TEXT TO READ:

▼

Jody Pullen Jr.


MURPHYSBORO — As the defense presented its case in the attempted murder trial for Jody Pullen Jr., it tried to shed light on the split-second decisions it says he had to make that night in April.

Pullen, of Carbondale, is charged with attempted first-degree murder, aggravated battery and aggravated discharge of a firearm related to the shooting on Washington Street in Carbondale, between Mexican restaurant and bar Tres Hombres and ABC Liquor that injured four. Police reports at the time said the shooting happened as a result of a dispute among acquaintances.

The state, represented by Assistant State’s Attorney Jayson Clark, contends that Pullen began shooting from his car while waiting at ABC Liquor’s drive-up window after arguing with acquaintances across the alley. The defense doesn’t argue those facts, but contends Pullen began firing after he saw Traveal Sutton exit a black Ford Focus with a gun. With his girlfriend and baby in the car, Pullen acted in self-defense, his attorney, Christian Baril, has argued.

▲

EXERCISES:
• a. List each charge Pullen faces according to the trial report.
• b. Return the stretch of the trial report from "The state, represented" through "Baril, has argued.", copied word for word.

PROVIDED DATA:
▼

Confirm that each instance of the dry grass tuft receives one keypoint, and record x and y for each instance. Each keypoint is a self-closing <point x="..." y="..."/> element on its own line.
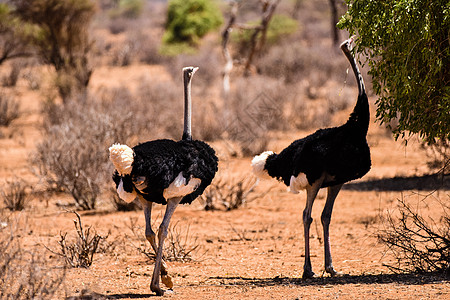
<point x="79" y="253"/>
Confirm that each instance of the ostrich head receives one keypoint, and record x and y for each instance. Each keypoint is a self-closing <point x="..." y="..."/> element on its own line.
<point x="122" y="157"/>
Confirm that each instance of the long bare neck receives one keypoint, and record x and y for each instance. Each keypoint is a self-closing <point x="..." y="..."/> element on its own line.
<point x="361" y="114"/>
<point x="188" y="72"/>
<point x="351" y="59"/>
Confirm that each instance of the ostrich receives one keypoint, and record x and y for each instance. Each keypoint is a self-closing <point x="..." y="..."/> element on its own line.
<point x="164" y="172"/>
<point x="327" y="158"/>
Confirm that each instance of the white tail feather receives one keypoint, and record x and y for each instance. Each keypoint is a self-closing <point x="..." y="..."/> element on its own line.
<point x="258" y="164"/>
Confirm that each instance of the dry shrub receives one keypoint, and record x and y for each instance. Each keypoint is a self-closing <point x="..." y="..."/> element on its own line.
<point x="13" y="77"/>
<point x="14" y="194"/>
<point x="23" y="274"/>
<point x="296" y="62"/>
<point x="9" y="109"/>
<point x="79" y="253"/>
<point x="418" y="243"/>
<point x="180" y="244"/>
<point x="161" y="108"/>
<point x="230" y="194"/>
<point x="74" y="148"/>
<point x="124" y="54"/>
<point x="255" y="107"/>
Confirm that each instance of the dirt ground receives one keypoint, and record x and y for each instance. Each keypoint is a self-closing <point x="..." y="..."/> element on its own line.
<point x="254" y="252"/>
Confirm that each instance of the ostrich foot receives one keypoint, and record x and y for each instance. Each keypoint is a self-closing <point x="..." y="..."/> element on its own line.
<point x="157" y="290"/>
<point x="330" y="270"/>
<point x="167" y="280"/>
<point x="307" y="274"/>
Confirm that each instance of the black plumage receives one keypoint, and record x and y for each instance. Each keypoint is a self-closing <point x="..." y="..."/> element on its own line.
<point x="166" y="172"/>
<point x="160" y="162"/>
<point x="340" y="152"/>
<point x="327" y="158"/>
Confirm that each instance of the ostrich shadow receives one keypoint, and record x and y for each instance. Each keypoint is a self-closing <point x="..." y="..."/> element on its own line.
<point x="398" y="183"/>
<point x="406" y="279"/>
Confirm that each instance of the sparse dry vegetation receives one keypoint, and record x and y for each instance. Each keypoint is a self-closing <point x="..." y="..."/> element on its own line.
<point x="229" y="193"/>
<point x="80" y="252"/>
<point x="23" y="272"/>
<point x="238" y="238"/>
<point x="419" y="243"/>
<point x="9" y="109"/>
<point x="15" y="195"/>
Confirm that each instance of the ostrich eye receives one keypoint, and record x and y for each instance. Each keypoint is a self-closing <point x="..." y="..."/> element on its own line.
<point x="139" y="182"/>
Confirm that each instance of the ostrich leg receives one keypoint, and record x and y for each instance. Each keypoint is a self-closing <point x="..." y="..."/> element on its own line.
<point x="311" y="193"/>
<point x="326" y="218"/>
<point x="162" y="233"/>
<point x="151" y="237"/>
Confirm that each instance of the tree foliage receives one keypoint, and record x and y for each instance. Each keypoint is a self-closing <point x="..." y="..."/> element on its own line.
<point x="189" y="20"/>
<point x="407" y="42"/>
<point x="14" y="35"/>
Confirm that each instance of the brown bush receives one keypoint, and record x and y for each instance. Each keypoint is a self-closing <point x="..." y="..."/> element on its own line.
<point x="75" y="146"/>
<point x="14" y="194"/>
<point x="9" y="109"/>
<point x="23" y="273"/>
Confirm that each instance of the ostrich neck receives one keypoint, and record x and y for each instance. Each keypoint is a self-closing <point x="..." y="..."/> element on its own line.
<point x="187" y="133"/>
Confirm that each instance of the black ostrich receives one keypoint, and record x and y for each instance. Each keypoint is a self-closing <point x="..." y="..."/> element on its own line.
<point x="327" y="158"/>
<point x="165" y="172"/>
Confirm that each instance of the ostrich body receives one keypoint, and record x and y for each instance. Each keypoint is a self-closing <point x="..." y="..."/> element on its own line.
<point x="327" y="158"/>
<point x="165" y="172"/>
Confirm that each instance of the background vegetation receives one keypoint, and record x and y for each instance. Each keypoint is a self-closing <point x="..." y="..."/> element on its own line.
<point x="298" y="81"/>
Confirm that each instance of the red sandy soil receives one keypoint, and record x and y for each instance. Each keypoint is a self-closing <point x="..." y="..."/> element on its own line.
<point x="254" y="252"/>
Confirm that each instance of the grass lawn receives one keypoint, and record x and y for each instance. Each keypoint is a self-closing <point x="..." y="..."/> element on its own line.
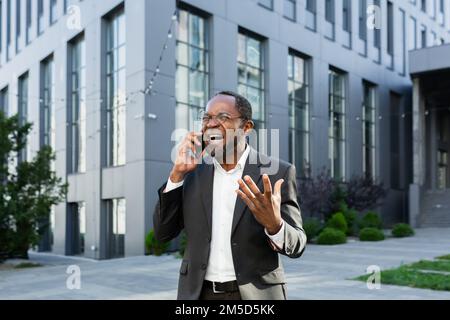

▲

ANSWERS GIVEN:
• a.
attempted first-degree murder
aggravated battery
aggravated discharge of a firearm

• b.
The state, represented by Assistant State’s Attorney Jayson Clark, contends that Pullen began shooting from his car while waiting at ABC Liquor’s drive-up window after arguing with acquaintances across the alley. The defense doesn’t argue those facts, but contends Pullen began firing after he saw Traveal Sutton exit a black Ford Focus with a gun. With his girlfriend and baby in the car, Pullen acted in self-defense, his attorney, Christian Baril, has argued.